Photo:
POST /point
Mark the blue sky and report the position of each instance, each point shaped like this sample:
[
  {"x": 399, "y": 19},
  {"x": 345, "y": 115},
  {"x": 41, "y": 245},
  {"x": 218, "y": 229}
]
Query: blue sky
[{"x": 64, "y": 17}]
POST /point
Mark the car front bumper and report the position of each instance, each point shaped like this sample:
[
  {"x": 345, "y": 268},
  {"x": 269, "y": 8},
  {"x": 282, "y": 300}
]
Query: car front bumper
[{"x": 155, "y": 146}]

━━━━━━

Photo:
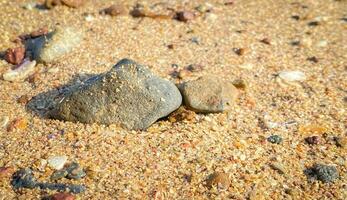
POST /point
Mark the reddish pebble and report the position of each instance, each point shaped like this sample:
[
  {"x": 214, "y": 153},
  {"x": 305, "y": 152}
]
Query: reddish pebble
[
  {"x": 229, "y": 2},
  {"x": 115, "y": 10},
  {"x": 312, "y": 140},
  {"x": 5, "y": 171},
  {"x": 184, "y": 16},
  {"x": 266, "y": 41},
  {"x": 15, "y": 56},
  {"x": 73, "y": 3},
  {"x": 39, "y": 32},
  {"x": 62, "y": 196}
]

━━━━━━

> **TASK INSTRUCTIONS**
Lines holding "instance": give how many there are in the entries above, and nothing more.

> **COMPLETED EXERCISE**
3